OBJECTIVE: Repeat the material exactly as it appears.

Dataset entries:
#####

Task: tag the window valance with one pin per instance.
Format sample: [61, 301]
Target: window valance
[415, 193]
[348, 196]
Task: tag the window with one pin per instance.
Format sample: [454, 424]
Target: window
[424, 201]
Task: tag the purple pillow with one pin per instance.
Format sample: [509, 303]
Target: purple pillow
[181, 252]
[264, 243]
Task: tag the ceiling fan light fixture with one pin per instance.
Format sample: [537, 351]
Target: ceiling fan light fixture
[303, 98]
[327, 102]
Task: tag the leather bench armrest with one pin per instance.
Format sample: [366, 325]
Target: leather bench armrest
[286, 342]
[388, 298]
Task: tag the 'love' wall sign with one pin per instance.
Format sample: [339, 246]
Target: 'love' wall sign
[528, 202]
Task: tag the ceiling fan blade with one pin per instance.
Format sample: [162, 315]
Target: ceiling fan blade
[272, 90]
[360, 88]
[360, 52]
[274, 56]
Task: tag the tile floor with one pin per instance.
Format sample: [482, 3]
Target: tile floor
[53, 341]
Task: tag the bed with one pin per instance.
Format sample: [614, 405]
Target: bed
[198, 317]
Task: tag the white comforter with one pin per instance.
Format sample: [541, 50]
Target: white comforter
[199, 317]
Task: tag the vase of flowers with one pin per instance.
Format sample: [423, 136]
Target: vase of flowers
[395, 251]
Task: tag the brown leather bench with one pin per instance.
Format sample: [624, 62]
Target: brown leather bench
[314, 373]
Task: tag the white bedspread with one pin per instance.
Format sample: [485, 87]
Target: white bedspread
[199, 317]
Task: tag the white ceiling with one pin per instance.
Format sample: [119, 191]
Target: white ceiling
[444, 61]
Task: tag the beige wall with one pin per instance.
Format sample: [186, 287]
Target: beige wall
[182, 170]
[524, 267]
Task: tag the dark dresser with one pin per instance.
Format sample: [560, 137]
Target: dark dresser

#####

CORRECT ANSWER:
Task: tag the window valance with one pin per instance.
Format sample: [61, 301]
Target: window valance
[415, 193]
[348, 196]
Task: tag the window with one pin per instance.
Format sample: [454, 424]
Target: window
[424, 201]
Task: tag the purple pillow with one pin per instance.
Format sample: [509, 303]
Target: purple pillow
[181, 252]
[264, 243]
Task: tag the ceiling fan light fixture with one pin per instance.
Format sample: [537, 351]
Target: ceiling fan light fixture
[303, 98]
[327, 102]
Task: tag the leather bench armrest with one pin per instance.
Format sample: [366, 325]
Target: leather bench armrest
[286, 342]
[388, 298]
Task: tag the 'love' wall sign with one pin per instance.
Format sample: [339, 246]
Target: 'love' wall sign
[528, 202]
Task: tag the ceiling fan blade with one pin per instance.
Format sample: [162, 315]
Target: ceiling fan blade
[272, 90]
[360, 88]
[360, 52]
[274, 56]
Task: tag the tile floor with one pin per instance.
Format sample: [482, 3]
Target: tile floor
[53, 341]
Task: tag the bed with one pin per instance.
Format sample: [614, 405]
Target: bed
[198, 317]
Task: tag the white comforter with one pin per instance.
Format sample: [541, 50]
Target: white comforter
[199, 317]
Task: tag the vase of flowers with one pin per instance.
Format sample: [423, 136]
Target: vase of flowers
[395, 251]
Task: tag the brown leather bench with one pin per instance.
Format sample: [624, 62]
Target: brown leather bench
[314, 373]
Task: tag the white bedspread with one pin per instance.
Format sample: [485, 87]
Target: white bedspread
[199, 317]
Task: tag the white ceiling with one pin per instance.
Format sample: [119, 191]
Target: white ceiling
[444, 61]
Task: tag the beige wall with one pin per instance.
Format sample: [186, 287]
Target: beige wall
[182, 170]
[524, 267]
Task: tag the dark dresser with one pin per instance.
Format sample: [560, 137]
Target: dark dresser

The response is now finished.